### TASK BRIEF
Write out each record again exactly as it stands.

### INPUT RECORDS
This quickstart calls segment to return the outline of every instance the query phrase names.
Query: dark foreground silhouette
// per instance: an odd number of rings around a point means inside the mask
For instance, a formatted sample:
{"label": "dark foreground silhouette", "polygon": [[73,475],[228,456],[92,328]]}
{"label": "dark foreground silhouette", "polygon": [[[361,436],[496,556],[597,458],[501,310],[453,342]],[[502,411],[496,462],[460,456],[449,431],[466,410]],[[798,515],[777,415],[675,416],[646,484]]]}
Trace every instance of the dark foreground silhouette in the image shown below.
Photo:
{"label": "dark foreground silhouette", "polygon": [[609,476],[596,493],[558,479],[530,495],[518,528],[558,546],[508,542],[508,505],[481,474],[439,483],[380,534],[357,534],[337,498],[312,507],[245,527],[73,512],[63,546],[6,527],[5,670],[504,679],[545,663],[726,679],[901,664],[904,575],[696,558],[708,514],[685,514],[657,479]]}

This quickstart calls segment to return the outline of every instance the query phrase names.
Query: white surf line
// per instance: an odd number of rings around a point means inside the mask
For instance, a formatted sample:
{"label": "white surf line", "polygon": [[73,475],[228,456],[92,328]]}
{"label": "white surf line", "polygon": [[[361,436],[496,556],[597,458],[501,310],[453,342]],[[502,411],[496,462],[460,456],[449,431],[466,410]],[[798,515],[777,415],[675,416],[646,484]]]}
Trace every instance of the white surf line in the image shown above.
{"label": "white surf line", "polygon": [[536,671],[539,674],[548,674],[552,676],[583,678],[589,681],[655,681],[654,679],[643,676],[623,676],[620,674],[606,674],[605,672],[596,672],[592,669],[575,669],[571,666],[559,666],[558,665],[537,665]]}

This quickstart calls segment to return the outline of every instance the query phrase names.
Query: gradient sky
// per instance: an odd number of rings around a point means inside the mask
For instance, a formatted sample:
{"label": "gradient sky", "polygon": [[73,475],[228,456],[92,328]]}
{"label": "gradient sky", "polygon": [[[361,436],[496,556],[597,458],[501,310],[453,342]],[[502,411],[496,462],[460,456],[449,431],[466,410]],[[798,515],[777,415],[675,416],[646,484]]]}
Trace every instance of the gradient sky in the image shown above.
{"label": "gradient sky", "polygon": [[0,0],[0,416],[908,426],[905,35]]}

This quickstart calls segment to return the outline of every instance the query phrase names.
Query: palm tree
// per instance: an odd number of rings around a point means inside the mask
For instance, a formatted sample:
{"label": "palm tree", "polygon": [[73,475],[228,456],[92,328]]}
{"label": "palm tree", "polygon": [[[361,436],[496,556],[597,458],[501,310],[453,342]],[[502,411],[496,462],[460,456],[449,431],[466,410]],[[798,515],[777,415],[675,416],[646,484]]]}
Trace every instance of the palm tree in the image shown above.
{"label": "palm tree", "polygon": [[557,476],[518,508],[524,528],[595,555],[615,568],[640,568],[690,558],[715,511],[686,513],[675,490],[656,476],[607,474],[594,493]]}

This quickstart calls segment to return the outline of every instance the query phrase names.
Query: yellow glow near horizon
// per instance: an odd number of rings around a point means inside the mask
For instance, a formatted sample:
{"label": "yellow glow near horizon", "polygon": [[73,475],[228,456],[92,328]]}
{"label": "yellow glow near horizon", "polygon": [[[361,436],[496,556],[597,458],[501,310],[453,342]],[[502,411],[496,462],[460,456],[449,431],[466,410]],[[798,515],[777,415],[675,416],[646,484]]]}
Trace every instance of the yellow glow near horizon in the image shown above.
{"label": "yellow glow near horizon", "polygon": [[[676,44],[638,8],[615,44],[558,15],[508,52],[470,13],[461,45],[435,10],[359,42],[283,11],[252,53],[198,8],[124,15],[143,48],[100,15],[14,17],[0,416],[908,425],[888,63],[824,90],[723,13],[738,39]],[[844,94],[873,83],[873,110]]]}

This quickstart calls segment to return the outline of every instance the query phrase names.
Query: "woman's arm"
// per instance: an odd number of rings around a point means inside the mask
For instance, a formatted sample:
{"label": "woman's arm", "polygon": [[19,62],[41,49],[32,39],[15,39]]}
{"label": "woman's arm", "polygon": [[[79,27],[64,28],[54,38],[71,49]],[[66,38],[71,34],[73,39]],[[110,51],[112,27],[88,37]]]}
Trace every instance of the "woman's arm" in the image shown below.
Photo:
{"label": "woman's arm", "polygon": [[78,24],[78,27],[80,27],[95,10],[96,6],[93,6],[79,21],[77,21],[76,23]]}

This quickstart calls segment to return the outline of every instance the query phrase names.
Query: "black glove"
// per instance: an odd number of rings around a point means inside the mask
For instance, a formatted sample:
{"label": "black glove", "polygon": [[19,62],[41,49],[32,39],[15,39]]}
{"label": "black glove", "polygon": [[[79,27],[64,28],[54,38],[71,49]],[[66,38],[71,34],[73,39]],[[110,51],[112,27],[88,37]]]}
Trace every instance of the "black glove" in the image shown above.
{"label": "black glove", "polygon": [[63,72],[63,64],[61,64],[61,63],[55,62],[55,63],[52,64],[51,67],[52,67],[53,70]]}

### TASK SOLUTION
This quickstart calls segment to return the outline of every instance the query phrase names.
Query: dark foreground silhouette
// per instance: an odd number of rings around a point means inside the mask
For instance, a formatted sample:
{"label": "dark foreground silhouette", "polygon": [[73,475],[228,456],[92,328]]}
{"label": "dark foreground silhouette", "polygon": [[[361,436],[496,556],[597,458],[501,310],[453,342]],[[502,411],[496,462],[460,456],[449,431],[466,410]],[[798,515],[777,415],[675,416],[646,484]]]}
Trace every instance of the dark foreground silhouette in the image shown below.
Photo:
{"label": "dark foreground silhouette", "polygon": [[609,476],[596,493],[558,479],[530,495],[518,528],[558,546],[508,542],[508,505],[481,474],[439,483],[380,534],[357,534],[337,498],[312,507],[245,527],[73,512],[63,546],[6,527],[5,670],[504,679],[545,663],[726,679],[901,664],[904,575],[696,558],[708,514],[685,514],[657,479]]}

This quickstart calls segment to return the outline of every instance the query phrase names.
Query: white surf line
// per instance: an odd number of rings around a point means inside the mask
For instance, a formatted sample:
{"label": "white surf line", "polygon": [[73,475],[228,456],[92,328]]}
{"label": "white surf line", "polygon": [[[361,436],[496,556],[597,458],[501,310],[453,342]],[[502,411],[496,462],[460,456],[449,431],[466,410]],[[798,515],[777,415],[675,416],[646,484]]]}
Trace every instance of the white surf line in the image shown above.
{"label": "white surf line", "polygon": [[536,671],[539,674],[548,674],[552,676],[583,678],[589,681],[655,681],[654,679],[643,676],[623,676],[620,674],[606,674],[605,672],[596,672],[592,669],[575,669],[571,666],[559,666],[558,665],[537,665]]}

This quickstart calls segment to return the outline of every instance the query phrase names.
Query: gradient sky
// per instance: an odd number of rings around a point means inside the mask
For instance, a formatted sample:
{"label": "gradient sky", "polygon": [[73,475],[228,456],[92,328]]}
{"label": "gradient sky", "polygon": [[[361,436],[496,556],[597,458],[501,310],[453,342]],[[502,411],[496,462],[460,456],[449,431],[466,410]],[[798,515],[777,415],[675,416],[646,484]]]}
Trace every instance of the gradient sky in the image shown above.
{"label": "gradient sky", "polygon": [[0,0],[0,416],[908,426],[905,35]]}

This quickstart calls segment to return the outline of every instance the query phrase names.
Query: palm tree
// per instance: an odd number of rings around a point means inside the mask
For instance, a formatted sample:
{"label": "palm tree", "polygon": [[73,475],[228,456],[92,328]]}
{"label": "palm tree", "polygon": [[[361,436],[496,556],[597,458],[501,310],[453,342]],[[502,411],[496,462],[460,456],[449,431],[466,410]],[[798,515],[777,415],[675,416],[646,484]]]}
Trace every instance of the palm tree in the image shown above.
{"label": "palm tree", "polygon": [[557,476],[518,508],[524,528],[595,555],[615,568],[640,568],[690,558],[715,511],[686,513],[675,490],[656,476],[607,474],[594,493]]}

This quickstart calls segment to return the outline of every instance the query phrase names.
Query: yellow glow near horizon
// per instance: an odd number of rings around a point means inside the mask
For instance, a formatted sample:
{"label": "yellow glow near horizon", "polygon": [[73,475],[228,456],[92,328]]}
{"label": "yellow glow near horizon", "polygon": [[[361,436],[496,556],[597,458],[501,310],[453,342]],[[502,411],[496,462],[460,456],[449,431],[466,410]],[[798,515],[777,415],[675,416],[646,484]]]}
Trace every instance of the yellow glow near horizon in the image shown above.
{"label": "yellow glow near horizon", "polygon": [[[676,44],[638,8],[615,44],[558,15],[508,52],[470,13],[461,45],[435,10],[359,42],[283,11],[252,53],[198,8],[124,15],[143,48],[100,15],[14,17],[0,416],[908,425],[888,63],[824,90],[723,13],[738,39]],[[844,94],[873,83],[873,110]]]}

This quickstart calls segment to return the outline of every instance the query phrase names.
Query: "woman's arm"
// per instance: an odd number of rings around a point means inside the mask
For instance, a formatted sample:
{"label": "woman's arm", "polygon": [[19,62],[41,49],[32,39],[15,39]]}
{"label": "woman's arm", "polygon": [[[79,27],[64,28],[54,38],[71,49]],[[66,38],[71,34],[73,39]],[[110,51],[112,27],[88,37]]]}
Trace every instance of the "woman's arm" in the image shown below.
Photo:
{"label": "woman's arm", "polygon": [[78,24],[78,27],[80,27],[95,10],[96,6],[93,6],[79,21],[77,21],[76,23]]}

This quickstart calls segment to return the outline of every instance the query phrase names.
Query: "black glove"
// per instance: an odd number of rings around a point means inside the mask
For instance, a formatted sample:
{"label": "black glove", "polygon": [[19,62],[41,49],[32,39],[15,39]]}
{"label": "black glove", "polygon": [[[79,27],[64,28],[54,38],[71,49]],[[66,38],[71,34],[73,39]],[[110,51],[112,27],[88,37]]]}
Trace every instance of the "black glove" in the image shown above.
{"label": "black glove", "polygon": [[63,72],[63,64],[61,64],[61,63],[55,62],[55,63],[52,64],[51,67],[52,67],[53,70]]}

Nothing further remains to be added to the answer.